◆ YOUR TASK
Reproduce every line of the data below verbatim, omitting the pictures.

◆ PROVIDED DATA
++++++

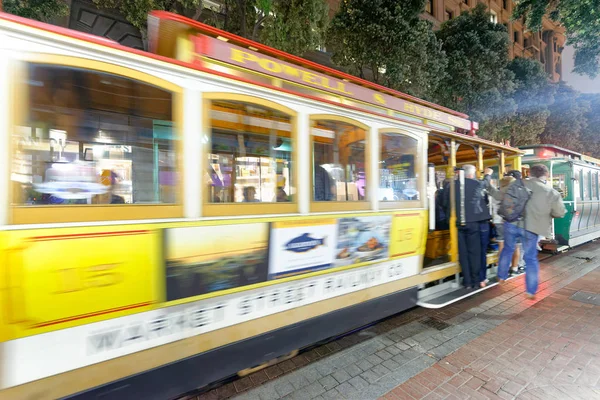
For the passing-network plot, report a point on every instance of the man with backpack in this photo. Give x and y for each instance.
(527, 207)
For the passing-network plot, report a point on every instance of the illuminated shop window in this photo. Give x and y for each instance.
(90, 137)
(398, 176)
(250, 158)
(339, 166)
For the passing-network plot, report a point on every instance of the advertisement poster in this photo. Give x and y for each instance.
(301, 246)
(207, 259)
(408, 234)
(362, 239)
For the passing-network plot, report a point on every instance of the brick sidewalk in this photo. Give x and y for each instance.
(428, 349)
(549, 351)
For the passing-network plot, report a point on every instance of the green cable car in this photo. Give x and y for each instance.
(575, 176)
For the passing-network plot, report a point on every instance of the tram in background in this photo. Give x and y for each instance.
(575, 176)
(170, 218)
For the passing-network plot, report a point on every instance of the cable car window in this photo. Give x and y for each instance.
(585, 184)
(558, 183)
(339, 166)
(92, 137)
(250, 160)
(577, 175)
(398, 172)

++++++

◆ EXERCISE OUTPUT
For the passing-network plot, report a point on every instance of the man with backpack in this photo. Give x and y for each instance.
(527, 207)
For the passing-network plot, report a point on every instance of the illuminated shop window in this photo. Give x and y for each instance.
(90, 137)
(398, 176)
(250, 158)
(339, 166)
For the passing-network plot, report a point on every instance of the advertisement poster in this photo. Give x and y for each instance.
(301, 246)
(207, 259)
(408, 234)
(362, 239)
For the passing-network plot, report a point on every instance of the brick sidewalk in this photo. Give x and y for each instance.
(428, 349)
(549, 351)
For the passing-network plot, report a point on every instance of the green cable car in this photo. Give x and y for each instance.
(575, 176)
For the passing-network plot, report a point on every instance of the tram in background in this photo. Give x and y for each instance.
(575, 176)
(170, 218)
For the passing-network plot, report a point on every instance of the cable car window in this photo. Give x and y for each instance.
(585, 184)
(558, 183)
(339, 166)
(92, 137)
(250, 160)
(577, 175)
(398, 172)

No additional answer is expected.